#### GIVEN INFORMATION

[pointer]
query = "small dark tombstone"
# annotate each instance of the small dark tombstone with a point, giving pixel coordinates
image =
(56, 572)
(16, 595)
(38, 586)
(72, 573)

########

JOB =>
Reproduce all of the data above, requests included, scaling every point coordinate in the answers by 0.35 and rounding each result to a whole number, with halves rounded up.

FULL SOLUTION =>
[pointer]
query = "small dark tombstone"
# annotate each instance of the small dark tombstone with a point, giving pixel coordinates
image =
(20, 200)
(6, 208)
(13, 205)
(25, 201)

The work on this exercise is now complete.